§ REQUEST
Reproduce the full listing below unchanged, apart from the pictures.
##### DATA RECORDS #####
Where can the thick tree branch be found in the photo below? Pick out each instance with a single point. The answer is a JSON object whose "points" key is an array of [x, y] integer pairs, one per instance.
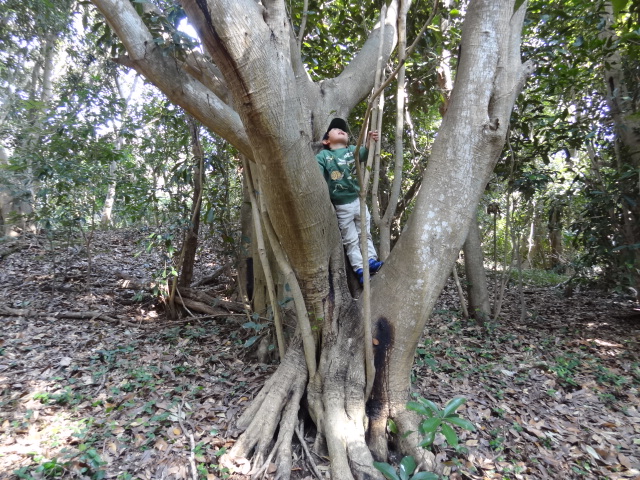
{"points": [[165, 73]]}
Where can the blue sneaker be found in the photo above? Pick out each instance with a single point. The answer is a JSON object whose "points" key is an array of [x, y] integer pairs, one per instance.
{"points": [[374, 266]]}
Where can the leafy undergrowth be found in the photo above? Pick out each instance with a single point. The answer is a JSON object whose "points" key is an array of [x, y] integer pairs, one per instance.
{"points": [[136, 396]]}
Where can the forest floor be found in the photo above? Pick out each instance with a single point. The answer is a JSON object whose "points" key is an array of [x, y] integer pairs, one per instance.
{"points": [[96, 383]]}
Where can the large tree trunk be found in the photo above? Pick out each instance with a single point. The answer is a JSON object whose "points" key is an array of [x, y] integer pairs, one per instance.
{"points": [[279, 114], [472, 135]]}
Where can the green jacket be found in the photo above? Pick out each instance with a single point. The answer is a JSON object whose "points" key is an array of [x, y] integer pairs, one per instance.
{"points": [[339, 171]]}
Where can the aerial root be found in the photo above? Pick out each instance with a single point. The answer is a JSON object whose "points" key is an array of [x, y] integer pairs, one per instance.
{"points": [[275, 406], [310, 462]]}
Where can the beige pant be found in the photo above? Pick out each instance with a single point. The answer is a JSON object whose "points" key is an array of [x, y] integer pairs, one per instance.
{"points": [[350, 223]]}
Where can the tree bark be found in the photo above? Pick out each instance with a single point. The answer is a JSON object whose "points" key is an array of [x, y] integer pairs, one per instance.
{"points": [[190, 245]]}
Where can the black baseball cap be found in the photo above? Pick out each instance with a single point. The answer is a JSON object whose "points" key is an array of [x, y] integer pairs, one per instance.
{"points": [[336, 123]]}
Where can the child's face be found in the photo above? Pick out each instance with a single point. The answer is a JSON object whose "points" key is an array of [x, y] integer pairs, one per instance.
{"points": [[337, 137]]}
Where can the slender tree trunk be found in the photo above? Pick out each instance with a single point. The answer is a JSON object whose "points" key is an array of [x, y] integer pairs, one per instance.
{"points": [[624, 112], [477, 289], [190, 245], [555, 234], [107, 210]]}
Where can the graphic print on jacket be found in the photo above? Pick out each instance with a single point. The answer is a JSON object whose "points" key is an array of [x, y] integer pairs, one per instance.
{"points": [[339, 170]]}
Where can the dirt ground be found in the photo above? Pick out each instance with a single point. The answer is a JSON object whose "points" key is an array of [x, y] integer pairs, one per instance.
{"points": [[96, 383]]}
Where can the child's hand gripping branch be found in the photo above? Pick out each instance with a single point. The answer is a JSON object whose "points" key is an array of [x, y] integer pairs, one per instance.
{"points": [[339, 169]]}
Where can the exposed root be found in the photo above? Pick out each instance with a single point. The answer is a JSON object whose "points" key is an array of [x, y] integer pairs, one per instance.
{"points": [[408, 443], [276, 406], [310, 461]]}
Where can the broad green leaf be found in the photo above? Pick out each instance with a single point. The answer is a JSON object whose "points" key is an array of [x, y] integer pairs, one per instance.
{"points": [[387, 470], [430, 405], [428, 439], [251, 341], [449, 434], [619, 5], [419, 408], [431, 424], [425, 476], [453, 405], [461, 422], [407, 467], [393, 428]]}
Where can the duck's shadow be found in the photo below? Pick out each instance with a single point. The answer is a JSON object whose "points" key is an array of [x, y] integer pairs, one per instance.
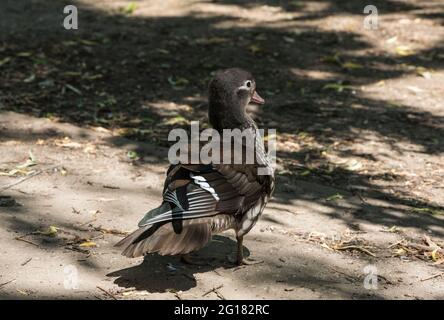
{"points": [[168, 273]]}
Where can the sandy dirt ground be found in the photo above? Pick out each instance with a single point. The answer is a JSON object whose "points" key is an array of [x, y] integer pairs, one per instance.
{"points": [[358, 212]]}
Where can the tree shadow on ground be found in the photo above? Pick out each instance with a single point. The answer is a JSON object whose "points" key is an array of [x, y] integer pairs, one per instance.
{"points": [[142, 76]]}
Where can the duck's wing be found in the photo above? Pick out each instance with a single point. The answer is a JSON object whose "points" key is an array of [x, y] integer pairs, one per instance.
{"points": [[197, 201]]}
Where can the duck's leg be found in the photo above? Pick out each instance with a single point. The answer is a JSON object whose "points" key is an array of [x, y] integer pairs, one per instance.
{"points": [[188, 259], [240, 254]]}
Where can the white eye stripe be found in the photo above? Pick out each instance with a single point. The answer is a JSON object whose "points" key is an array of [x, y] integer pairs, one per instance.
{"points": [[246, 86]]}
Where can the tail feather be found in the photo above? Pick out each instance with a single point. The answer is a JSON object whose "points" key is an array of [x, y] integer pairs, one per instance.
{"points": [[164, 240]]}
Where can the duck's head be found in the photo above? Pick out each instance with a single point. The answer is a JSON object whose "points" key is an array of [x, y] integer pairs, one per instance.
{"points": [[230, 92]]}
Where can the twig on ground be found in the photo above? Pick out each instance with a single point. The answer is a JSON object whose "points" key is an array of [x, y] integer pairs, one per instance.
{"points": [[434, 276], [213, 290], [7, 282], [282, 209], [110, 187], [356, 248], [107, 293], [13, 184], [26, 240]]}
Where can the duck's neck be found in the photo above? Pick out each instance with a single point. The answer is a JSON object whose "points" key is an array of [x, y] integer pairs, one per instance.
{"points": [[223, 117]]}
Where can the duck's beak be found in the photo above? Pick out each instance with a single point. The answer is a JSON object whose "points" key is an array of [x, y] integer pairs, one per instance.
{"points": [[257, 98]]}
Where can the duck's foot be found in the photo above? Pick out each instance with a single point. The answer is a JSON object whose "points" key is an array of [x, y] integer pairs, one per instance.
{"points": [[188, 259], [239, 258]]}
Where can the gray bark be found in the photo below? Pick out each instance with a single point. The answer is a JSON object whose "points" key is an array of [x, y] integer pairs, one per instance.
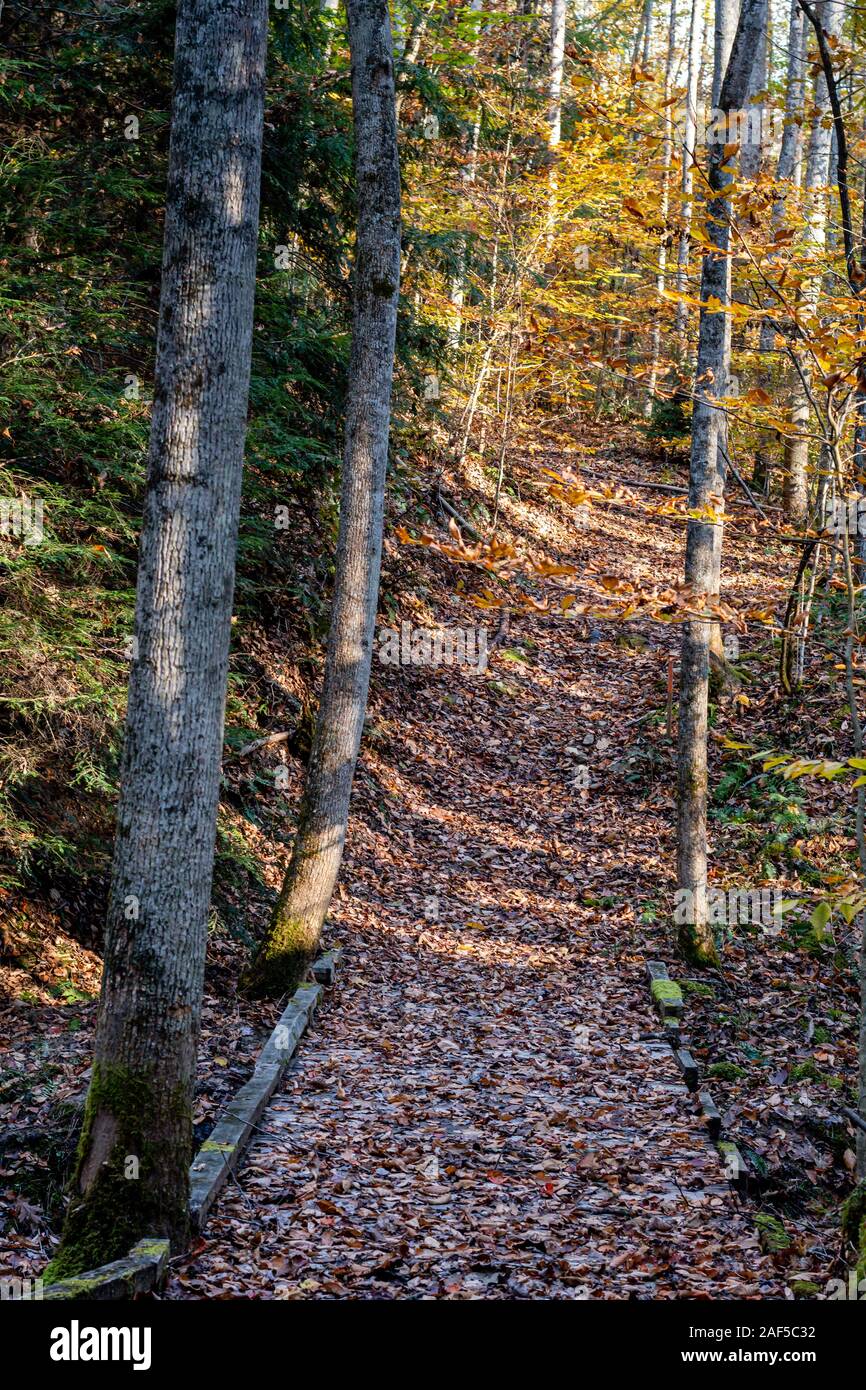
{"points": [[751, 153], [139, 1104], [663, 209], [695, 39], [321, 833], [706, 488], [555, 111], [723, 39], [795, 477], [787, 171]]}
#####
§ CORRECT RESPONSE
Where can the thick tree branch be found in the photo below? Pick out each instance with a single point. The answer is a JSON object whose "points" key is an array of [x, y] integer pairs, one per instance.
{"points": [[165, 73]]}
Where can the blue sneaker be found in the photo above? Pick out each instance with a single point. The answer is a JSON object whose "points" key is an array of [x, y] integer pairs, one per instance.
{"points": [[374, 266]]}
Where can the leafy undergrowth be found in the photo above? Pick out each instance with a single point. The answer is a JSON object whose "points" key is an array of [x, y] integer pairs, one per instance.
{"points": [[136, 396]]}
Where can the forest floor be found in the photo above? Pick out each instance with a single point. The answer is a JSON object whose "points" key is an array of [x, y] integer pairs, one per instance.
{"points": [[96, 383]]}
Where can the large tree trunk be found in the photo above? Pick out each instance with a single point. The answer is a JSON object whose "points" key is an array of [x, y] integer pairs, one per instance.
{"points": [[279, 114], [472, 135]]}
Where can the green jacket be found in the photo above? Pick out each instance with a single point. The answer is a JSON object whose "points" key is an array of [x, y] integer pairs, one per instance.
{"points": [[339, 171]]}
Where can the aerial root be found in the photo above? Pick out each instance with a single point. The answer is a JSON object whose "points" key is an array of [x, y] integer pairs, one per instance.
{"points": [[275, 406], [310, 462]]}
Where can the beige pant be found in the photo above? Pick out each instance with a single point. The answer is a JSON object whose "points" key is an array of [x, y] integer pairs, one per instance.
{"points": [[350, 223]]}
Where can the tree bark be found in the photo above? Pick out each instance with a single point. The answer is a JSON object whose "points" key is an array of [x, y] integer pairs, one per instance.
{"points": [[190, 245]]}
Where can the black baseball cap be found in the photo above? Pick out each instance with a single point. The answer is a JSON object whose "points" key is an array of [x, y] integer pairs, one per instance.
{"points": [[336, 123]]}
Where can the child's face be found in the photo above? Pick out each instance with a single point. The answer is a JSON object whose "points" key is an array of [x, y] integer pairs, one per instance.
{"points": [[337, 137]]}
Where can the slender tree trunk be found in the photo above? Pick out each instance with a single point. The answer is a JSON object whose "points" key is an array of [x, y] integer pairs, one per instance.
{"points": [[624, 112], [477, 289], [190, 245], [555, 234], [107, 210]]}
Where can the graphic print on jacket be found in the photo above? Pick out each instance with a single point. The answer is a JSON object whose "points" key is an array of [x, y] integer pairs, one per instance.
{"points": [[339, 170]]}
Where can the dirt ground be found in the photo above? Pick out each instance with a single point. The answer is a JSON object whose "points" key is an array of [x, y] integer pairs, one per instance.
{"points": [[96, 383]]}
Where can the child's hand gripping branch be found in the photo above? Pick out each instance with a single point. The answer is a JSON object whose "points" key is an array of [x, y] integer pairs, one per instance.
{"points": [[339, 169]]}
Where can the exposed root be found in the photo above? Pick out each instance with a single point. The answer is a JSON object whose "points" key is an array of [x, y] integer pairs, one per instance.
{"points": [[408, 443], [276, 406], [310, 461]]}
Where can the broad green leaf be found in the photo above? Pick out each instance with a single point. The answer is a JSON object whose "points" key is an array of [x, y] integer pairs, one per instance.
{"points": [[387, 470], [430, 405], [428, 439], [251, 341], [449, 434], [619, 5], [419, 408], [431, 424], [425, 476], [453, 405], [461, 422], [407, 467], [393, 428]]}
Where can the duck's shadow be found in the photo below? Pick out each instance with a single point. The answer is a JSON object whose "points" key is an array of [x, y] integer pairs, one per instance.
{"points": [[168, 273]]}
Where can the sandy dirt ground be found in the photo above? Pick out each instance with a single point. The answer is a JSON object whose "points" key is an array of [x, y] integer pairs, one per instance.
{"points": [[358, 212]]}
Where can the tree shadow on ground be found in the photo above? Pick out each instance with a single point. The answer is a JSON object whose "points" key is an array of [x, y] integer pairs, one per instance.
{"points": [[142, 76]]}
Where can the duck's wing be found in the photo above? Pick out each instance with a single point. The answer is a JSON object whose "points" key is an array of [x, y] integer pairs, one per instance.
{"points": [[197, 201]]}
Where can the duck's leg be found in the photo above? Pick out each instance with a single point. The answer is a JSON object whose "points" key is an array of [x, y] integer pairs, one per instance.
{"points": [[188, 259], [240, 254]]}
Where can the white eye stripe be found in the photo above? Pick out each instance with a single point. The answer is a JSON object whose "points" key is an array of [x, y] integer pairs, one per instance.
{"points": [[246, 86]]}
Where can the tail feather be found in the photo above? Pick out each instance with a single point. The answer is a JSON object whose "points" key is an array of [x, y] integer pairs, one per instance.
{"points": [[164, 240]]}
Where can the duck's head be found in the photo above? Pick out each instance with a single point. The answer is a JSON object whose "points" key is an array of [x, y] integer pairs, one per instance.
{"points": [[230, 92]]}
Where can the twig on ground be found in the photo above? Pick out each instance with a single point. The answer is a JSON object whose "points" key is an array of [x, y] integer pairs, one per instance.
{"points": [[434, 276], [213, 290], [7, 282], [282, 209], [110, 187], [356, 248], [107, 293], [13, 184], [26, 240]]}
Where can the duck's neck be found in the photo above? Pick out each instance with a single point. The answer is a JSON object whose "points" key is an array of [x, y] integer pairs, one per instance.
{"points": [[223, 117]]}
Where can the duck's beak be found in the photo above? Pick out each instance with a single point. The answer is a JSON object whose "points" key is an array of [x, y] integer pairs, one per instance.
{"points": [[257, 98]]}
Where can the duck's foot be found in the photo above? Pick out each instance with a single point. The answer is a JSON object whose "points" key is an array of [x, y] integer pairs, one per instance.
{"points": [[188, 259], [239, 258]]}
Where can the gray bark be found in the photo below? Pick out each instance with a single point. The answer is a JSON object whose "points" key is an array of [x, y] integer pairs, one per instance.
{"points": [[751, 153], [139, 1104], [663, 209], [695, 39], [321, 833], [706, 488], [555, 111], [723, 39], [795, 477], [787, 171]]}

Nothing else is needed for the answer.